* [What you need to do]
a) Copy the passage on McDonald's fourth-quarter results from "McDonald’s also leveraged" up to and including "Officer Ian Borden." word for word.
b) Carry on the McDonald's fourth-quarter results article from where it stops, adding the next part.

* [Source extract]
──────

McDonald’s delivered a stronger-than-expected fourth quarter, signaling that its focus on value is resonating with consumers even as economic pressures persist. The fast-food giant reported earnings per share of $3.12, adjusted, exceeding analyst expectations of $3.05, and revenue of $7 billion, surpassing the anticipated $6.84 billion.
The results, announced on Wednesday, demonstrate a successful strategy shift towards affordability, a move increasingly crucial as lower-income consumers curtail spending. CEO Chris Kempczinski stated, “By listening to customers and taking action, we have improved traffic and strengthened our value & affordability scores.”
Net revenue climbed 10% year-over-year to $7 billion, and same-store sales increased by 5.7%, significantly above the 3.9% Wall Street had projected. U.S. Same-store sales saw a robust increase of 6.8%, a marked improvement from the 1.4% decline experienced in the same period last year, which was negatively impacted by an E. Coli outbreak.
A key driver of this turnaround has been the introduction of value-focused promotions. The relaunch of Extra Value Meals, offering roughly a 15% discount on combo meals, and the return of popular items like the McValue menu, have proven effective in attracting price-sensitive customers. The reintroduction of Snack Wraps at $2.99 also contributed to improved value perceptions.
McDonald’s also leveraged marketing initiatives to boost sales. The return of the Monopoly game in October and a Grinch-themed meal in December proved particularly successful. The Grinch Meal, which included a pair of special-edition socks, was a standout, selling 50 million pairs in the first few days and briefly making McDonald’s the world’s largest sock retailer. The promotion also contributed to the company’s highest-ever sales day, according to Chief Financial Officer Ian Borden.

──────

* [Supplied information]
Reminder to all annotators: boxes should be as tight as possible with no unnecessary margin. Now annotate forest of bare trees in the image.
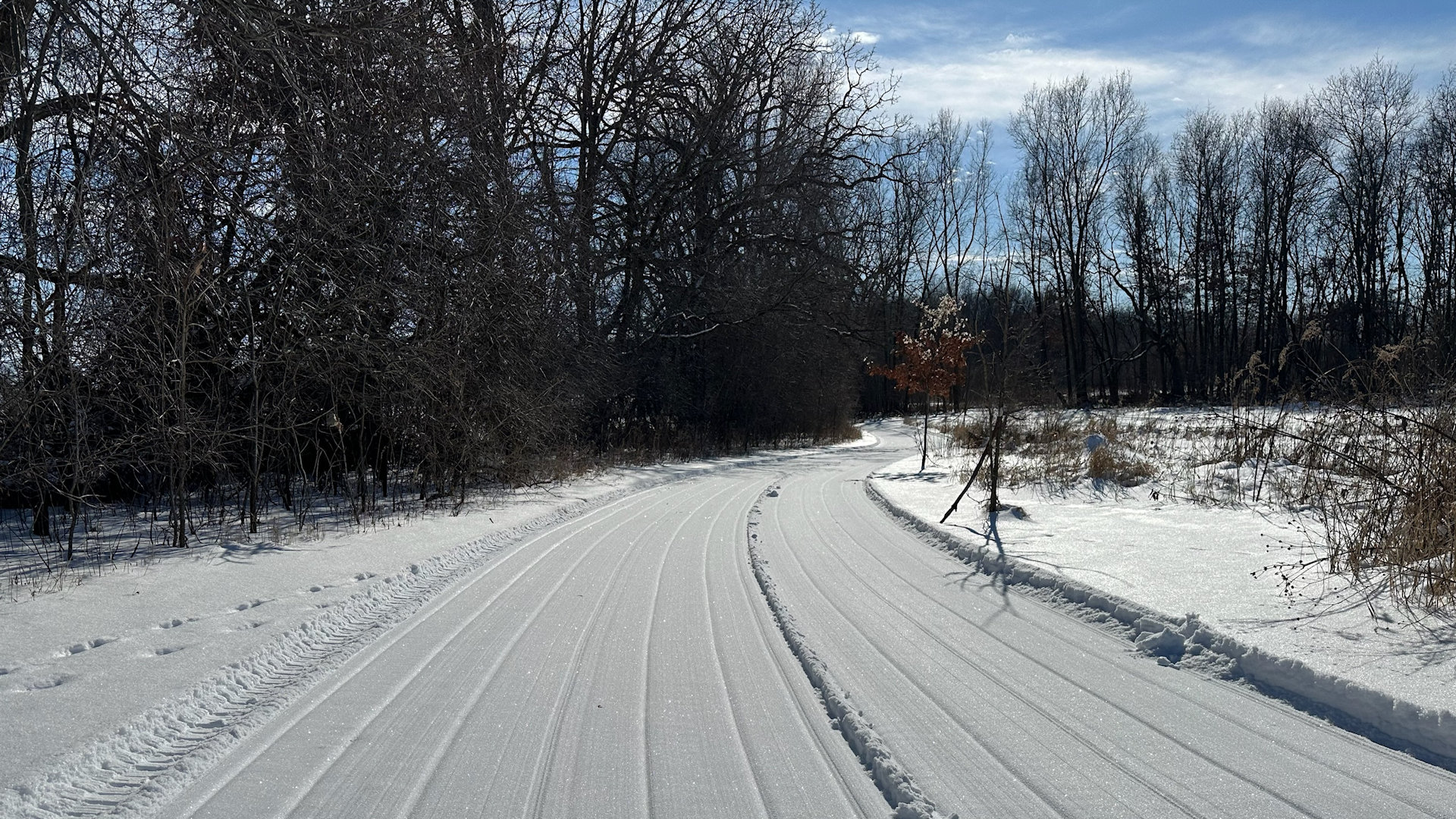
[8,0,1456,547]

──────

* [Answers given]
a)
McDonald’s also leveraged marketing initiatives to boost sales. The return of the Monopoly game in October and a Grinch-themed meal in December proved particularly successful. The Grinch Meal, which included a pair of special-edition socks, was a standout, selling 50 million pairs in the first few days and briefly making McDonald’s the world’s largest sock retailer. The promotion also contributed to the company’s highest-ever sales day, according to Chief Financial Officer Ian Borden.

b)
The company’s success wasn’t limited to the U.S. International operated markets, including Germany and Australia, reported same-store sales growth of 5.2%, while international developmental licensed markets saw a rise of 4.5%.
Looking ahead to 2026, McDonald’s executives expressed cautious optimism, noting a “strong start” to the year. However, they anticipate slower same-store sales growth in the first quarter, citing the impact of a severe winter storm in late January that led to temporary restaurant closures.
Capital expenditures are planned to be between $3.7 billion and $3.9 billion for the full year, primarily allocated to expanding the restaurant network. McDonald’s intends to open approximately 2,600 new locations globally, with around 750 in the U.S. And its international operated markets, and over 1,800 through licensees and affiliates. The addition of these net new restaurants is projected to increase systemwide sales by approximately 2.5%, excluding currency fluctuations.
Despite the positive results, Borden cautioned that the company expects “challenging” industry environments in both the U.S. And many international markets. “We believe the underlying assumptions for our 2026 outlook are prudent,” he said.
Beyond value offerings, McDonald’s is also focusing on menu innovation. The company plans to introduce new beverages, including energy drinks, fruity refreshers, and crafted sodas, in the U.S. And select international markets later this year. These new drinks are informed by learnings from a 500-restaurant test related to its now-shuttered CosMc’s concept. The company is following a trend observed at competitors like Taco Bell and Chick-fil-A, hoping that appealing beverages will attract customers and boost sales.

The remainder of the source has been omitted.